[start Extracted data]
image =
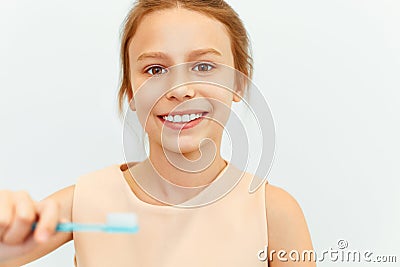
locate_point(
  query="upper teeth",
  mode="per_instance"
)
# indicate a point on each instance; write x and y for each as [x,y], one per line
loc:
[182,118]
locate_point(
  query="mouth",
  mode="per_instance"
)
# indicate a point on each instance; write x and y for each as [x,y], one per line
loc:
[182,120]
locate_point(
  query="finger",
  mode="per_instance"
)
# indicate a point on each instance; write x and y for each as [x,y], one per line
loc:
[48,212]
[7,210]
[24,216]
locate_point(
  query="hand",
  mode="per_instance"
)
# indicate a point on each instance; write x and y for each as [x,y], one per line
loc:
[17,214]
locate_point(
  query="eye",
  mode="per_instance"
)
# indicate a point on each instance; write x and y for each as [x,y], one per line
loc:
[156,70]
[203,67]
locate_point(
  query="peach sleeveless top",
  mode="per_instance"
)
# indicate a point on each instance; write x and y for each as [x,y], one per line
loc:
[228,232]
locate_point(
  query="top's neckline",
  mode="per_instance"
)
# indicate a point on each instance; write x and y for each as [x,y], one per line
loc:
[122,168]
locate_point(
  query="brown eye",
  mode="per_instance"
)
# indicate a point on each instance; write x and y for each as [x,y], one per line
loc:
[156,70]
[203,67]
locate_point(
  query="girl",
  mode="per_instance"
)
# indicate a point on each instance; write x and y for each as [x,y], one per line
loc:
[229,231]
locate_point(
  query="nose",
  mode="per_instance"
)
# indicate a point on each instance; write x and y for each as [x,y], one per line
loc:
[181,93]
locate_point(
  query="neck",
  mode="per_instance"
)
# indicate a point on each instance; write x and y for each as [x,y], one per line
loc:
[179,176]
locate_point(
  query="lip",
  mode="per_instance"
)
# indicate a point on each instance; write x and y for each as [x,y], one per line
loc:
[183,112]
[183,125]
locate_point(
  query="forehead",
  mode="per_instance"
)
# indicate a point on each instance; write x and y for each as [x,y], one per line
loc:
[178,31]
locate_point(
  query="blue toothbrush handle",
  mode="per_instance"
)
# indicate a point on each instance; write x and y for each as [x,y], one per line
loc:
[79,227]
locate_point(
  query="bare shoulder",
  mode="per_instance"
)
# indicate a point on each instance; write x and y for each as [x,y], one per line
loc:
[287,227]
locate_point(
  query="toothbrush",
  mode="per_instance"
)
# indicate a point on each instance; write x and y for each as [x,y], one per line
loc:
[122,223]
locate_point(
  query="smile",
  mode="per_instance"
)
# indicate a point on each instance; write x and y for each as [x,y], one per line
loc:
[182,121]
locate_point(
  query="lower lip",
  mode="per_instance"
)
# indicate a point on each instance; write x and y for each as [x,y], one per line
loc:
[182,125]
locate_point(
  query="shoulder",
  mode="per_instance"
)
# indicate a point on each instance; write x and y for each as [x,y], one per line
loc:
[280,204]
[287,227]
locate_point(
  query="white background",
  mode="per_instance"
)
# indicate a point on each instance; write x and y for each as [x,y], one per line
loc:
[329,69]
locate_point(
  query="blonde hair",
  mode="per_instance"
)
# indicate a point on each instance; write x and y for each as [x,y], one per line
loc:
[217,9]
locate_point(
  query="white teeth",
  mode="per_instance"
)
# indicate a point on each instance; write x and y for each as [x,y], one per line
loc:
[185,118]
[177,118]
[182,118]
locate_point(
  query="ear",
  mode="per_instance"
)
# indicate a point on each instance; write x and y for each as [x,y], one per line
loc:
[240,87]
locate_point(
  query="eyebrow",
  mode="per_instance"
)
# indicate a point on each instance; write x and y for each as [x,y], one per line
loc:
[192,55]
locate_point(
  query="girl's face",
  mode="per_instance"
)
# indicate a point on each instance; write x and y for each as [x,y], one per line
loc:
[171,37]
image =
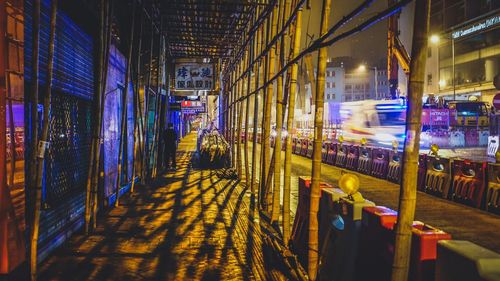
[end Extracted data]
● What you should do: Pull out every line of the records that contains the string "toothbrush", copying each one unchanged.

● Complete response:
  query="blue toothbrush handle",
  query="toothbrush",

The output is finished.